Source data

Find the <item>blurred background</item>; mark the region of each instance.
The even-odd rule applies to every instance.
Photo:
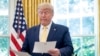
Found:
[[[54,6],[53,21],[69,27],[74,54],[100,56],[99,0],[22,0],[28,27],[39,24],[37,6],[49,2]],[[9,56],[10,28],[16,0],[0,0],[0,56]]]

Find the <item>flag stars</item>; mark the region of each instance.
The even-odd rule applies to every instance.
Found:
[[[18,21],[16,20],[15,23],[18,23]]]

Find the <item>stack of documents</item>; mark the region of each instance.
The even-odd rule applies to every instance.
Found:
[[[33,53],[48,53],[48,50],[54,49],[56,41],[51,42],[35,42]]]

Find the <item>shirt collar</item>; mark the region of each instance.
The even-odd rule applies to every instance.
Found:
[[[50,22],[50,24],[49,24],[49,25],[47,25],[47,26],[46,26],[46,27],[47,27],[47,29],[50,29],[51,24],[52,24],[52,21]],[[41,24],[41,29],[42,29],[43,27],[44,27],[44,26]]]

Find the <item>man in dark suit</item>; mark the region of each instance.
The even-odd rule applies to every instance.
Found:
[[[43,3],[38,6],[40,25],[27,30],[22,51],[28,52],[32,56],[71,56],[73,54],[73,46],[68,28],[52,22],[53,15],[54,9],[49,3]],[[42,42],[41,35],[44,26],[47,27],[47,38],[44,42],[57,41],[56,47],[50,49],[48,53],[33,53],[34,43],[36,41]]]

Written request >> Can you lay out the lines above as a Markdown table with two columns, Row and Line, numbering each row and leaving out the blank lines and the pictures?

Result for this exercise >>
| Row | Line |
|---|---|
| 1 | Find the <item>blurred background</item>; mark the region of each instance. |
| 2 | The even-odd rule applies to every instance. |
| 3 | Photo: |
| 4 | Found: |
| 5 | [[[54,6],[53,21],[69,27],[74,54],[100,56],[99,0],[22,0],[28,27],[39,24],[37,6],[49,2]],[[9,56],[10,28],[16,0],[0,0],[0,56]]] |
| 6 | Find the <item>flag stars</item>; mark the region of each instance. |
| 7 | The even-odd rule applies to every instance. |
| 8 | Found: |
| 9 | [[[18,21],[16,20],[15,23],[18,23]]] |
| 10 | Find the <item>stack of documents</item>; mark the region of each instance. |
| 11 | The even-odd rule applies to every instance. |
| 12 | Found: |
| 13 | [[[33,53],[48,53],[48,50],[54,49],[56,41],[51,42],[35,42]]] |
| 14 | Find the <item>shirt collar</item>; mark the region of each instance. |
| 15 | The even-odd rule applies to every instance. |
| 16 | Found: |
| 17 | [[[50,22],[50,24],[49,24],[49,25],[47,25],[47,26],[46,26],[46,27],[47,27],[47,29],[50,29],[51,24],[52,24],[52,21]],[[41,24],[41,29],[42,29],[43,27],[44,27],[44,26]]] |
| 18 | Find the <item>man in dark suit</item>; mark the region of each instance. |
| 19 | The even-odd rule applies to every instance. |
| 20 | Found: |
| 21 | [[[43,3],[38,6],[40,25],[27,30],[22,51],[28,52],[32,56],[71,56],[73,54],[73,46],[68,28],[52,22],[53,15],[54,9],[49,3]],[[42,42],[41,35],[44,26],[47,27],[47,38],[44,42],[57,41],[56,47],[50,49],[48,53],[33,53],[34,43],[36,41]]] |